EXERCISE TASK A: In the records, everything from the line that contains "Put a point on every instance of the building" down to the line that contains "x=897, y=140": substitute "blue signboard" for "blue sign" and give those lines again with nothing else changed.

TEXT SHOWN:
# Photo Competition



## jo-pop (May 27, 2011)

Hi all,

I thought it may be fun to have another little photo competition.
The title for this one is *A Hutch is Not Enough*

We all know how important exercise is for rabbits so here is a chance to show your best photos of binky's, bunny flops and general mischief. So, any pictures of your bunnies having lots of fun either in the garden, their outdoor enclosures or a roam about the house.

It is not a beauty contest, the photos should be judged on how well the picture emphasises the importance of bunnies having room to play and explore. A photo that really backs up the "A Hutch is Not Enough" campaign is what we're looking for this time.

Entries: A maximum of 3 photographs per person please.

To enter: Simply respond to this thread by uploading one photo at a time. So to enter 3 photographs you *MUST* do 3 separate replies to this thread, each one containing just one photograph. Label each photo with a number (Photo 1, Photo 2…..). You can show as many rabbits as you like in the photo.

Entries can be posted now.
Entries will close at 8pm on 6th November then voting will begin. Please do not vote before this time.

EXERCISE TASK B: According to the photo competition post, what is the maximum number of photographs each person may enter?

PROVIDED RECORDS:
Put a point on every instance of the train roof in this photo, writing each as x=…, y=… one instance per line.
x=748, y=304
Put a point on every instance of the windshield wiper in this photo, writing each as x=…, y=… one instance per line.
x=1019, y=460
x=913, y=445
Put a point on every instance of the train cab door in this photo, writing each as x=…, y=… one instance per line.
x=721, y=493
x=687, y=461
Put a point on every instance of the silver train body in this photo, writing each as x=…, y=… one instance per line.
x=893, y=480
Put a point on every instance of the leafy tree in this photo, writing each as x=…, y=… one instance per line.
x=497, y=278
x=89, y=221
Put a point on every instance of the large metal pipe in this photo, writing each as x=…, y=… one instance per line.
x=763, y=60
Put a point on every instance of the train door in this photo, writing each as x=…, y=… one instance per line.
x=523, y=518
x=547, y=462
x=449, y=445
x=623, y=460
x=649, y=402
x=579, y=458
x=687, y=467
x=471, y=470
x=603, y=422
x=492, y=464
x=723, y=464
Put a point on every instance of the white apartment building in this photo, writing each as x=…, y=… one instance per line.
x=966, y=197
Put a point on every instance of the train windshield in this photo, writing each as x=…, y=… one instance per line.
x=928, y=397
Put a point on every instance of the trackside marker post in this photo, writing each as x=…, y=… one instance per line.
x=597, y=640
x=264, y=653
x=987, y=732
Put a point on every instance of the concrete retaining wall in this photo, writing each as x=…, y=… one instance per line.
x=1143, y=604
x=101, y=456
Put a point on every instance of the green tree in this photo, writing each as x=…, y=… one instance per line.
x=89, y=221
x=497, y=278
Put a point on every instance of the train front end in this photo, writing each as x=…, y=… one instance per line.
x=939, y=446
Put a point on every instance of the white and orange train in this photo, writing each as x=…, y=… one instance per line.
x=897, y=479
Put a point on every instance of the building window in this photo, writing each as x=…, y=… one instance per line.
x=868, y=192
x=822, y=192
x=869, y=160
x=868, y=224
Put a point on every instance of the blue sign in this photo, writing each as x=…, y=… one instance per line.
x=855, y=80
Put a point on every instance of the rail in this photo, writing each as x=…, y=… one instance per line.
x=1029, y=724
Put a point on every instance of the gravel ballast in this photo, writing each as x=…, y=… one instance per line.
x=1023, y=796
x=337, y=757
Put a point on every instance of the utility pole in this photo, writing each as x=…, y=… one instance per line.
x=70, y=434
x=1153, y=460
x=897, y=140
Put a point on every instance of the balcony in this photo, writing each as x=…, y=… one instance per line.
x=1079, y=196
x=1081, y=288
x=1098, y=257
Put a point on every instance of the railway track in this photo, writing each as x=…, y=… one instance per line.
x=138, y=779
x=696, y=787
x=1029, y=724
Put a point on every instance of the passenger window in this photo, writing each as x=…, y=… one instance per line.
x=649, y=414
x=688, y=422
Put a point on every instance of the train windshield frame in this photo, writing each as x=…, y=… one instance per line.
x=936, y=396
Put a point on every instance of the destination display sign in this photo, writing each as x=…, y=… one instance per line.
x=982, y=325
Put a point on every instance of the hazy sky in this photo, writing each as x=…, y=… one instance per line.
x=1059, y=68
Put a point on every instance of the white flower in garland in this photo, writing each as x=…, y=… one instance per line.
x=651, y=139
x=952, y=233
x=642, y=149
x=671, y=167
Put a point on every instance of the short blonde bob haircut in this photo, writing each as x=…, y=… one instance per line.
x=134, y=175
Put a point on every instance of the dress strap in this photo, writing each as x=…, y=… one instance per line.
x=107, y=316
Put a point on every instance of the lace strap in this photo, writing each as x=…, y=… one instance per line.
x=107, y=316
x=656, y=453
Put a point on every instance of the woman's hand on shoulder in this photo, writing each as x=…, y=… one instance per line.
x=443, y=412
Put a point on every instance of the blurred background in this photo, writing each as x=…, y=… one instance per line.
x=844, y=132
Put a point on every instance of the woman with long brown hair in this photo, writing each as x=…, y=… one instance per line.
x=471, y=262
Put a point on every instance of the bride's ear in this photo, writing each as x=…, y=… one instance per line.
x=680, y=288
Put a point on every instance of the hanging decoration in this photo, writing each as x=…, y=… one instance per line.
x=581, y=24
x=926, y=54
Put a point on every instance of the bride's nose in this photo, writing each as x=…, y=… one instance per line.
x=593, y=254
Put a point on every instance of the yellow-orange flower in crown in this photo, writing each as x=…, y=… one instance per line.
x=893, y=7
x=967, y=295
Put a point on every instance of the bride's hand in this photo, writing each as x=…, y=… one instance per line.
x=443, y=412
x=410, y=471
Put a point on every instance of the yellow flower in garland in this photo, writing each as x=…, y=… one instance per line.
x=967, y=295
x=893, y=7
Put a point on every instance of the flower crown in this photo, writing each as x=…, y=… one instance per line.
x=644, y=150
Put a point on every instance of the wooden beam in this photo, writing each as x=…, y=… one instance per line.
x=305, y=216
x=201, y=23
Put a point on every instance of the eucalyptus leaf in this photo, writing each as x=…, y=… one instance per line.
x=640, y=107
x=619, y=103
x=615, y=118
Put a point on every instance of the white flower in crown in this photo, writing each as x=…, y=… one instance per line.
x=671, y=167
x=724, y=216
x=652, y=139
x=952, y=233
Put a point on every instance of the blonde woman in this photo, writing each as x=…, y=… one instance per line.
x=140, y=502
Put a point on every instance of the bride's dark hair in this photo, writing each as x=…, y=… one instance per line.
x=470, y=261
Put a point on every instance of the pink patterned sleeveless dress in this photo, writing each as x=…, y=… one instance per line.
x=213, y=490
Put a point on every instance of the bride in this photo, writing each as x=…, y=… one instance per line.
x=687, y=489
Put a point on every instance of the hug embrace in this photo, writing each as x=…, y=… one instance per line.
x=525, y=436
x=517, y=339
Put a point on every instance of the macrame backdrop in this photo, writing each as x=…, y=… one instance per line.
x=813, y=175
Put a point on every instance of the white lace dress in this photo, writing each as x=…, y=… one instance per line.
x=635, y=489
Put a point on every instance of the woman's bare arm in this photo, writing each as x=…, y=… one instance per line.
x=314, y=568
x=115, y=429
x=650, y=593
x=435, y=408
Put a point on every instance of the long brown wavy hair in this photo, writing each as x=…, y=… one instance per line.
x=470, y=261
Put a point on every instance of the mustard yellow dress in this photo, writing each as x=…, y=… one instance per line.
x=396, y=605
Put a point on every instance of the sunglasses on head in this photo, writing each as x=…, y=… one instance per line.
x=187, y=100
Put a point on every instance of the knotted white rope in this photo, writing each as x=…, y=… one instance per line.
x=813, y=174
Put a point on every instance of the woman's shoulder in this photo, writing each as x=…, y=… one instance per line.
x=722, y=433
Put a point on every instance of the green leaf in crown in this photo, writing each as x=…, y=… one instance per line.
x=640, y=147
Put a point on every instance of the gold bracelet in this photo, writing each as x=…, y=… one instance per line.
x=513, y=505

EXERCISE ANSWER A:
Put a point on every instance of the building window in this photo, writing each as x=…, y=… one instance per line.
x=868, y=192
x=822, y=192
x=869, y=160
x=868, y=224
Put a point on every instance of the blue signboard in this photo, writing each as x=…, y=… one instance per line.
x=855, y=80
Put a point on every instance of the rail in this photo, writing each as x=…, y=… one instance per line.
x=1029, y=724
Put a point on every instance of the gravel ballast in this photo, writing each as x=…, y=… one instance per line.
x=1023, y=796
x=337, y=757
Put a point on every instance of the utility pole in this photo, writing each as x=…, y=… one instance per line.
x=70, y=434
x=1153, y=460
x=897, y=140

EXERCISE ANSWER B: Three photographs per person.